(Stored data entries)
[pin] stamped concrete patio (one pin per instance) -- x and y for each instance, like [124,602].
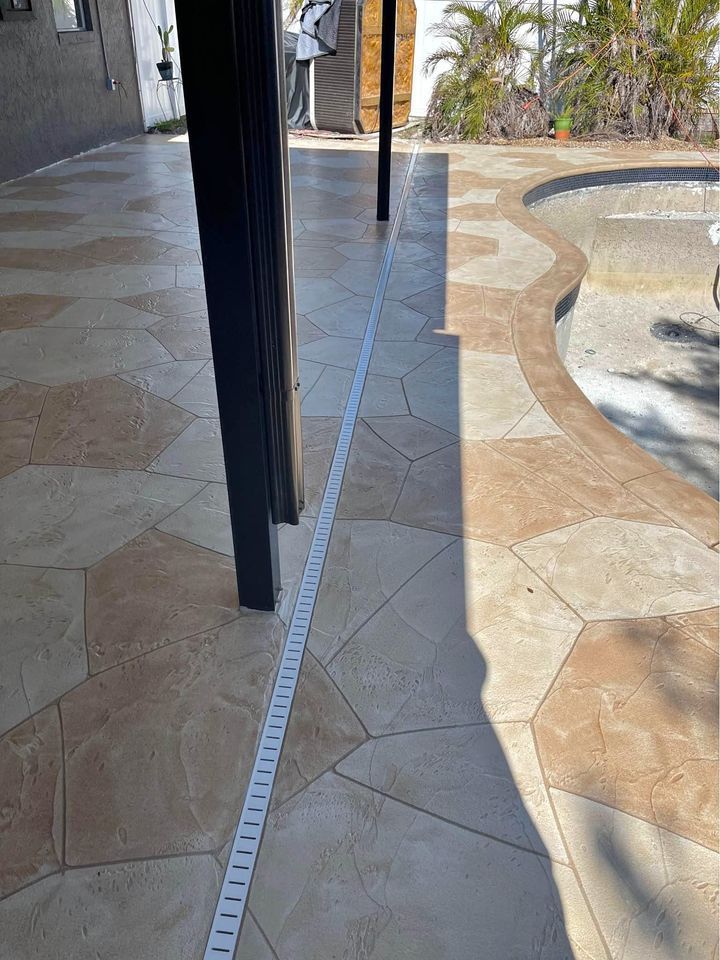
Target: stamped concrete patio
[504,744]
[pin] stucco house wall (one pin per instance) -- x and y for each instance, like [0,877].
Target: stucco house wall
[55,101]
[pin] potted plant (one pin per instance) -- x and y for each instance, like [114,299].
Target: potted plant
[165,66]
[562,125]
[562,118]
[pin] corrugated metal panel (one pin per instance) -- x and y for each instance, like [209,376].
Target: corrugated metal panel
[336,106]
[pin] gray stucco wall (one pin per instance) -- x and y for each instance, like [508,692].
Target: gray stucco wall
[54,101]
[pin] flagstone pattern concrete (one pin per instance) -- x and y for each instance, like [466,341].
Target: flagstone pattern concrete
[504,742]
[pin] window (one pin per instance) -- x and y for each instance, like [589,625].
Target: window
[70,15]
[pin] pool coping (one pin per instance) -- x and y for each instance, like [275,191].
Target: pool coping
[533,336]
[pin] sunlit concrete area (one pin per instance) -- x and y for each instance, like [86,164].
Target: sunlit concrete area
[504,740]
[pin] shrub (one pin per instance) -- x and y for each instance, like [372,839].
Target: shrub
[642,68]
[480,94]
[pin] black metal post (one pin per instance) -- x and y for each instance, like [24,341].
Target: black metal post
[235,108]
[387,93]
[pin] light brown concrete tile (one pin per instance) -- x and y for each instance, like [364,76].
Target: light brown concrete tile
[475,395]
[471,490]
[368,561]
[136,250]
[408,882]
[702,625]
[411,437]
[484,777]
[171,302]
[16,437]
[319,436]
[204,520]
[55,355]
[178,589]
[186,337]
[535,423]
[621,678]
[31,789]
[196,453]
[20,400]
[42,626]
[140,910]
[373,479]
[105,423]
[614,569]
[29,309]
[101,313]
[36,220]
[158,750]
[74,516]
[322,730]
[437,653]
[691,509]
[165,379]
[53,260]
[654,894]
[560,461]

▶ DIRECTIONS: When you return the records, keep every word unchanged and drop the pictures.

▶ WRITTEN ANSWER:
[pin] stamped concrete patio (one pin per instance) -- x and y for each instance, like [124,602].
Target: stamped concrete patio
[504,744]
[pin] stucco house wall (one pin per instance) -- x and y for each instance, like [0,877].
Target: stucco house wall
[55,101]
[pin] potted plant (one pin per instance) -- x and y for each instance, like [114,299].
Target: potted plant
[165,66]
[562,125]
[562,118]
[pin] corrugated metal panel (one pin per instance) -- x and y for each instance, like [209,376].
Target: corrugated metal panel
[336,106]
[pin] gray stucco wall (one pin per instance) -- x and y for each instance, like [508,692].
Target: gray stucco wall
[54,101]
[pin] flagstone pattern concrete (one pin per instance) -- x and y for each instance, like [466,341].
Target: flagstone pattern concrete
[504,742]
[pin] window (one pin per instance) -- x and y for each instance, like [589,625].
Target: window
[70,15]
[pin] pool coping (one pin per instance) -- x and y for each instance, like [275,191].
Target: pool coping
[533,336]
[pin] sunlit concrete area (one pin per instance) -- x and y for each instance, like [86,164].
Target: sunlit concrete area
[504,740]
[pin] shrub (one pin per instance) -- x and y for each instance, like [372,839].
Target: shrub
[642,68]
[480,94]
[pin] black metal post (one pin per instance) -- x and y for each instance, like [24,341].
Target: black metal post
[235,108]
[387,93]
[pin] light brown concrete tile (one pin per instance) -- x and y for each instance, like [364,76].
Target: light brown concrete tile
[475,395]
[471,490]
[368,561]
[136,250]
[408,882]
[702,625]
[411,437]
[484,777]
[171,302]
[16,437]
[319,436]
[204,520]
[55,355]
[178,589]
[186,337]
[535,423]
[621,678]
[31,789]
[196,453]
[20,400]
[42,626]
[140,910]
[373,479]
[105,423]
[614,569]
[29,309]
[101,313]
[36,220]
[158,750]
[74,516]
[322,730]
[437,653]
[691,509]
[165,379]
[53,260]
[654,894]
[560,461]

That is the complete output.